◆ **Instructions**:
a: Answer these questions about the review of Platonic:
(i) What is the title of Episode 7?
(ii) What did the first season have that Season 2, according to the review, lacks?
(iii) Which season does the review say seems to have no idea where it's going?
b: Reproduce the Platonic review word for word from "Sometimes, even when" to "of the others.".

◆ **Text passage**:
= Beginning of Section =

Platonic seems to have no idea where it’s going in Season 2, and Episode 7 is perhaps more indicative of that than any other.

Sometimes, even when a show isn’t at its best, it can still be pretty good. Platonic has always been like that, which is why it’s sometimes difficult to talk about. Even the worst, most asinine episodes still have a funny line or two, or an unexpected moment of physical comedy, and that’s what you tend to focus on because it’s what you’re looking for from a comedy. But whereas the first season had this and a complementary overarching narrative shape, Season 2 doesn’t seem to have any idea where it’s going or what it’s doing. And this felt more obvious to me in Episode 7, “The Office Party”, than it has in any of the others.

= End of Section =

(Collected data entries)

= Beginning of Section =

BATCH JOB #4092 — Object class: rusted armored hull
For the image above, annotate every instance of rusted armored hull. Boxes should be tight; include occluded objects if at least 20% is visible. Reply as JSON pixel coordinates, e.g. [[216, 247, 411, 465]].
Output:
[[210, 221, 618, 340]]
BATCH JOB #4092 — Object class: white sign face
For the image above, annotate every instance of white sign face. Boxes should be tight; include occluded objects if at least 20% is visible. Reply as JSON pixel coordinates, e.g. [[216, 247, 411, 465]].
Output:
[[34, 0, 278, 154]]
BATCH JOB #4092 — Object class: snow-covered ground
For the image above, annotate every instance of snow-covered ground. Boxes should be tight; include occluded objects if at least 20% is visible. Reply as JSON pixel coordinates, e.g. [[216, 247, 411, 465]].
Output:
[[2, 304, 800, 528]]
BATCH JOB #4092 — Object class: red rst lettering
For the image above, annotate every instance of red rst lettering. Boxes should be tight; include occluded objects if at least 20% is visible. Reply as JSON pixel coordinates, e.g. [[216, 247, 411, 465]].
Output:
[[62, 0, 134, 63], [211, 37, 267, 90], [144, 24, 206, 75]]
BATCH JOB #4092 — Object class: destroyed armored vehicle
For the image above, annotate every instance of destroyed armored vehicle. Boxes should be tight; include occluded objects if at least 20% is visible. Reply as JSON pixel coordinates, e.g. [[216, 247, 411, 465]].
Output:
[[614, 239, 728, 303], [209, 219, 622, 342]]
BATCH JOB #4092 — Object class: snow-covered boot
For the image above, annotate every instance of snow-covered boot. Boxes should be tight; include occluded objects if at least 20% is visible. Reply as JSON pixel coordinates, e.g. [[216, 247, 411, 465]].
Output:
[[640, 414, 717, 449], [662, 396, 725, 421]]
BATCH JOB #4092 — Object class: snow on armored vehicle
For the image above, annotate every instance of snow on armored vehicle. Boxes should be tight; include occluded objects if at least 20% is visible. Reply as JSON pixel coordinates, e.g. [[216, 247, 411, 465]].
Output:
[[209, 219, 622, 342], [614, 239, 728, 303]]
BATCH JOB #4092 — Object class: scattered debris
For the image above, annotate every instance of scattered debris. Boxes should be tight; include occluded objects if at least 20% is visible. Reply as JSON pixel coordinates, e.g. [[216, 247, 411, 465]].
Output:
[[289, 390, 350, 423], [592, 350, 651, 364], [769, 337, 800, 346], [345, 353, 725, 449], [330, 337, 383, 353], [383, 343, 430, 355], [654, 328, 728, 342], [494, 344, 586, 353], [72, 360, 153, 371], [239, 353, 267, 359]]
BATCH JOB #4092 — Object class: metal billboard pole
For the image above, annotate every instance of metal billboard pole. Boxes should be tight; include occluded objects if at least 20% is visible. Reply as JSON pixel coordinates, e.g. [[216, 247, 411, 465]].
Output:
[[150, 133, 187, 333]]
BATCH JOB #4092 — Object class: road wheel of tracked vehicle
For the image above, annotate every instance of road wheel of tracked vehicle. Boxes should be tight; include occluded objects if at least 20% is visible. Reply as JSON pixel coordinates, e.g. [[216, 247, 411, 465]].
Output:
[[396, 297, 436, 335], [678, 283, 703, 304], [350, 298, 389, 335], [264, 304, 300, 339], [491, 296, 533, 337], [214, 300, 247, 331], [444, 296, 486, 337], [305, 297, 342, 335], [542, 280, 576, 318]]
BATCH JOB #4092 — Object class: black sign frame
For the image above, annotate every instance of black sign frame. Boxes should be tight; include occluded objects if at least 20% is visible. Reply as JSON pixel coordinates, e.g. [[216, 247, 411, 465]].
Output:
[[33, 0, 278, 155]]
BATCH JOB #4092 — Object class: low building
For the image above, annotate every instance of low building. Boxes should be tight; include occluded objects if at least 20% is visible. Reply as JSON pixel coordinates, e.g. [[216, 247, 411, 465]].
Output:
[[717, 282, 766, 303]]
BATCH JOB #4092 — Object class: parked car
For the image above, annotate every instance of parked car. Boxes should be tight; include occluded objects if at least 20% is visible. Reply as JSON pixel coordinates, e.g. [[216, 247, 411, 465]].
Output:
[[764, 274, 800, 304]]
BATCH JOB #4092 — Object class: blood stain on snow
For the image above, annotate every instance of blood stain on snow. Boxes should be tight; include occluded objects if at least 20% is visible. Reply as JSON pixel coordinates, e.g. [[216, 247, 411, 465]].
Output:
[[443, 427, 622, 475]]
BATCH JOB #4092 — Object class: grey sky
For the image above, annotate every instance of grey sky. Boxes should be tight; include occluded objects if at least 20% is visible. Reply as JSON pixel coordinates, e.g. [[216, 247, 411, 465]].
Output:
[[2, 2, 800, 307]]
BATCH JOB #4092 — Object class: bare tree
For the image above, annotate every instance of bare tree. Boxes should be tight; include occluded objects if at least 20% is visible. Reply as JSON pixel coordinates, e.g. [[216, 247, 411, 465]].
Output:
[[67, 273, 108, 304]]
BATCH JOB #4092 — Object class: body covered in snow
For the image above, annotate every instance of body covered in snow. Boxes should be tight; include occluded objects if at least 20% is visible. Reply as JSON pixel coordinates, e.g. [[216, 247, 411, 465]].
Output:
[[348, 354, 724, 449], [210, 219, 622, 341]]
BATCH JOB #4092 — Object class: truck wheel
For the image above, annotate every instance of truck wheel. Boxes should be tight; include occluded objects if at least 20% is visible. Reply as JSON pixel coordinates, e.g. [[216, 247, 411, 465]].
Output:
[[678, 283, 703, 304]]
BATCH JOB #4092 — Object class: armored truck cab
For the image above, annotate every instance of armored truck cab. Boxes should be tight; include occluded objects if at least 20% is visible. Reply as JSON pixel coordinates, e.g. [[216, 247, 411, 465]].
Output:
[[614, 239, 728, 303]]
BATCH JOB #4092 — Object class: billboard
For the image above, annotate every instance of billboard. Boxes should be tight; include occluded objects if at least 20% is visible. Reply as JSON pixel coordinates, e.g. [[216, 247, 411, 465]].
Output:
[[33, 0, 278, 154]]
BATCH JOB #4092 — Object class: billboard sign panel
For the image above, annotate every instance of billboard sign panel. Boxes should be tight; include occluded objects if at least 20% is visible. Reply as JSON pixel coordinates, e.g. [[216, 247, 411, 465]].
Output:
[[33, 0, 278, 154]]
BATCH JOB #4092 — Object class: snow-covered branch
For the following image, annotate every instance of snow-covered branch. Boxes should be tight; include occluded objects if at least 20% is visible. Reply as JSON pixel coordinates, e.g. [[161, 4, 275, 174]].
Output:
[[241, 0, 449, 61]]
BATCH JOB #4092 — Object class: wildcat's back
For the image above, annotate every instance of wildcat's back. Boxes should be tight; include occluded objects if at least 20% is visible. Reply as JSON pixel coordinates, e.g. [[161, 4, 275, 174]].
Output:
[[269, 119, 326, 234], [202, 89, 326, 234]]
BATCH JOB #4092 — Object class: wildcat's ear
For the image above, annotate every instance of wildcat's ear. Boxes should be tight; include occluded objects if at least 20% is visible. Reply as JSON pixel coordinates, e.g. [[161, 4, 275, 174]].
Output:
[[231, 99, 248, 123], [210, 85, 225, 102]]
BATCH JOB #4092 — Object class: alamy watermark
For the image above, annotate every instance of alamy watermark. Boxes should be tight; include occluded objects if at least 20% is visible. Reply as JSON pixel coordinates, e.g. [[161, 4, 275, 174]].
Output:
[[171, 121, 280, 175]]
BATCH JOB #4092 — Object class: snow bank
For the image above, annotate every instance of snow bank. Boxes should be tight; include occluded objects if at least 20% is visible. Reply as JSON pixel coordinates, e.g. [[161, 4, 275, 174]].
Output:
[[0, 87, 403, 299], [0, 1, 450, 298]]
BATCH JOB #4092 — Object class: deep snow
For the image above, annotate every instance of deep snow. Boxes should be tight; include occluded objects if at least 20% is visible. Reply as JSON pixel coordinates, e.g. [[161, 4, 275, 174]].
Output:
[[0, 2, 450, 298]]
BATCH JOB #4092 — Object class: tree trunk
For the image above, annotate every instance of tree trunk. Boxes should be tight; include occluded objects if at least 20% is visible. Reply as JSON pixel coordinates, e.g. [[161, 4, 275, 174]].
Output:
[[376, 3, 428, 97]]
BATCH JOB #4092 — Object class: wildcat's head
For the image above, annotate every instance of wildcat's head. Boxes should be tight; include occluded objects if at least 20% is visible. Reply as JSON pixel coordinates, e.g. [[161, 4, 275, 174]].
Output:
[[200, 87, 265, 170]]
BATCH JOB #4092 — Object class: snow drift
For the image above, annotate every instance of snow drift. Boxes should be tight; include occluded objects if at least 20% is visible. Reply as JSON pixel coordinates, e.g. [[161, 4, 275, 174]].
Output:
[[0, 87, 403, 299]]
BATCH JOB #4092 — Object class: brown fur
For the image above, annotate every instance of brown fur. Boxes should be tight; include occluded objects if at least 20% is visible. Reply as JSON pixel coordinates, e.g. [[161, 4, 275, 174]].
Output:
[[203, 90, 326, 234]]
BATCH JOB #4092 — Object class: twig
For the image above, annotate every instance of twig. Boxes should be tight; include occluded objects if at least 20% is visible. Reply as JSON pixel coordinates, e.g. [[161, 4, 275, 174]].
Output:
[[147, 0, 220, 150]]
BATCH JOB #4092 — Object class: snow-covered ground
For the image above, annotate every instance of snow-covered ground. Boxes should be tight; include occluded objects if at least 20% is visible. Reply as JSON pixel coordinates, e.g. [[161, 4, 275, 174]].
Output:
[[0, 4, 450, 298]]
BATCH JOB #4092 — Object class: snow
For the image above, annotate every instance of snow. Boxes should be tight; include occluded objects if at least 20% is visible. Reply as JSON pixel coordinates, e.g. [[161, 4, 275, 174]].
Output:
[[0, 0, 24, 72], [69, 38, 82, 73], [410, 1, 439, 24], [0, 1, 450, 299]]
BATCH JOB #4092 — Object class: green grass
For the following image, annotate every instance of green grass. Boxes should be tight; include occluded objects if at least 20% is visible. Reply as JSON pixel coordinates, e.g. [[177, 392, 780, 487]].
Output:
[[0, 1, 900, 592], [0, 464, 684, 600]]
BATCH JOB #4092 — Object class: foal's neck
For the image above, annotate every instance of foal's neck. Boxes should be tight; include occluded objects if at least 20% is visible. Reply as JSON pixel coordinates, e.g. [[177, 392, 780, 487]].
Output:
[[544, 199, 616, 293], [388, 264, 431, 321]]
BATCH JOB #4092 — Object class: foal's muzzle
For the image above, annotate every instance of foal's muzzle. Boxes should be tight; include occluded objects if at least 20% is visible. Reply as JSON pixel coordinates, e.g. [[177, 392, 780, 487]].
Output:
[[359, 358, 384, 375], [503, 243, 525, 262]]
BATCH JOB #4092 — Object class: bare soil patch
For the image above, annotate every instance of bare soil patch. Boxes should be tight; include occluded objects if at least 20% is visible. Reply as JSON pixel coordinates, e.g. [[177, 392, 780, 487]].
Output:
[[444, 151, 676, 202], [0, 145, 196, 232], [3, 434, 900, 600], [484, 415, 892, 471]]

= End of Section =

◆ **Task-by-task results**:
a:
(i) "The Office Party"
(ii) A complementary overarching narrative shape
(iii) Season 2

b:
Sometimes, even when a show isn’t at its best, it can still be pretty good. Platonic has always been like that, which is why it’s sometimes difficult to talk about. Even the worst, most asinine episodes still have a funny line or two, or an unexpected moment of physical comedy, and that’s what you tend to focus on because it’s what you’re looking for from a comedy. But whereas the first season had this and a complementary overarching narrative shape, Season 2 doesn’t seem to have any idea where it’s going or what it’s doing. And this felt more obvious to me in Episode 7, “The Office Party”, than it has in any of the others.